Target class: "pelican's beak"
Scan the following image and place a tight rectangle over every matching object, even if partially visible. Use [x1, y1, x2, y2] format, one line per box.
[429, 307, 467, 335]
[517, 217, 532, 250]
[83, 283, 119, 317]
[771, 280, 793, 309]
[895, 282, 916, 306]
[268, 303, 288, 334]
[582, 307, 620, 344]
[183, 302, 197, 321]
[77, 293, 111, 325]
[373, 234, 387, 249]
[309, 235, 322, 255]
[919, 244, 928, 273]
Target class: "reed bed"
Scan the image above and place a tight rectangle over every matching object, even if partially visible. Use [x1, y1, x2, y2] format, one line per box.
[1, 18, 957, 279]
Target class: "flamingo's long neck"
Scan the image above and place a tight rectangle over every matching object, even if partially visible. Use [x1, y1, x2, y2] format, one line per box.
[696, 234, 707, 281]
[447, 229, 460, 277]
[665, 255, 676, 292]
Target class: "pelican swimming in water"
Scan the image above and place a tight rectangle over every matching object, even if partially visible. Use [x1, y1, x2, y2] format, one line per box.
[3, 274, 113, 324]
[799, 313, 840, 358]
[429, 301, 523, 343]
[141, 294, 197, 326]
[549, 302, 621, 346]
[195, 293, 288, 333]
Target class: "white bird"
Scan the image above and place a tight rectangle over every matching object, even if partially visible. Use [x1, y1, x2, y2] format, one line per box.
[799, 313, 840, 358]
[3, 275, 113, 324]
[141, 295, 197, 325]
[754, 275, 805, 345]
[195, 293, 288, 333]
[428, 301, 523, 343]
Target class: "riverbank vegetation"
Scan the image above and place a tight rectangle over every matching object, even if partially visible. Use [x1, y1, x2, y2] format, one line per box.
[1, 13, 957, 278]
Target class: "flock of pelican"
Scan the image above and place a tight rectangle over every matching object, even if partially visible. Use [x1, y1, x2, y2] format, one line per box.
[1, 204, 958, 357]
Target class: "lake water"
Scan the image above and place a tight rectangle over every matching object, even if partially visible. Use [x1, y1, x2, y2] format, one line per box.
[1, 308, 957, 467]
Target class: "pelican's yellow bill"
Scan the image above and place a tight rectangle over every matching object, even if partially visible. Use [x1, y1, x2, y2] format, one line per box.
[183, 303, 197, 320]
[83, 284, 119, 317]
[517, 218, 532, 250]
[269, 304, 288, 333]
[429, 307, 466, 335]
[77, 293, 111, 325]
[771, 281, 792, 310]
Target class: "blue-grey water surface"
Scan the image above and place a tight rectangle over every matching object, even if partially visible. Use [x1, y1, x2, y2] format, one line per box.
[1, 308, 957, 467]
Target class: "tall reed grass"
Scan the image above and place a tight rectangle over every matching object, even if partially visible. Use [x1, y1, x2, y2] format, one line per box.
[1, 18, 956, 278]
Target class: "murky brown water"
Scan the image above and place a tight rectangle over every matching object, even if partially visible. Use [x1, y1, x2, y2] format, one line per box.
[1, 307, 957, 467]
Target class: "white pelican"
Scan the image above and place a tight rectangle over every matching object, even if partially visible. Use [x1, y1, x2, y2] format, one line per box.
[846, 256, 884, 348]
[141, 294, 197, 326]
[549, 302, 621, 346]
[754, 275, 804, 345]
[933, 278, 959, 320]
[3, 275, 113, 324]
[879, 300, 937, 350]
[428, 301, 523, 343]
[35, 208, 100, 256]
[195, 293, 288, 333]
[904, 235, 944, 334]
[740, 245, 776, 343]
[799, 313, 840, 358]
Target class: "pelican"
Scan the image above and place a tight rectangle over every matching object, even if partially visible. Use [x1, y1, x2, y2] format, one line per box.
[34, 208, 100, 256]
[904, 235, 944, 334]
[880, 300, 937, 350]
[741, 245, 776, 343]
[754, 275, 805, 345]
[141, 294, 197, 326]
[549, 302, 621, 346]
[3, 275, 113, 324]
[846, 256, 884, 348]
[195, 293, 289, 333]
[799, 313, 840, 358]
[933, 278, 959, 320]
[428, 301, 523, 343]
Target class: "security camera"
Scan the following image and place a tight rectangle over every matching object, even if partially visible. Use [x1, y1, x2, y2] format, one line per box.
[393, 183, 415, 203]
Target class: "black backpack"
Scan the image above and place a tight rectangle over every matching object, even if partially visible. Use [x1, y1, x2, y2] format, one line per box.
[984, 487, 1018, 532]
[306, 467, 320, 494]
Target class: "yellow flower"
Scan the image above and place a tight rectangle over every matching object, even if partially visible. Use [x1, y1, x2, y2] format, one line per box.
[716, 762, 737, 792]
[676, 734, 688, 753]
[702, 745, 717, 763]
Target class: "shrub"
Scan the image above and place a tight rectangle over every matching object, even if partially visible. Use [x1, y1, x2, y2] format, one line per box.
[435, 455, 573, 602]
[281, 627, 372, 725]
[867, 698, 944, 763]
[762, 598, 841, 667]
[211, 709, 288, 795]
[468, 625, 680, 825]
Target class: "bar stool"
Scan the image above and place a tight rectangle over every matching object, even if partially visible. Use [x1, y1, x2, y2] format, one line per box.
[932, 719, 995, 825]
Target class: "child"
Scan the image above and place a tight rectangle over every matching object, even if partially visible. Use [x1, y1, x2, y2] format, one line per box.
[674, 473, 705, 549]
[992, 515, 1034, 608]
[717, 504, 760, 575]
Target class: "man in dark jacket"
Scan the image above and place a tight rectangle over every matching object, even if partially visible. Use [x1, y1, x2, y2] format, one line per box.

◆ ◆ ◆

Exercise ::
Work out the number of lines in the records containing the word "reed". Write only that number.

Task response ::
2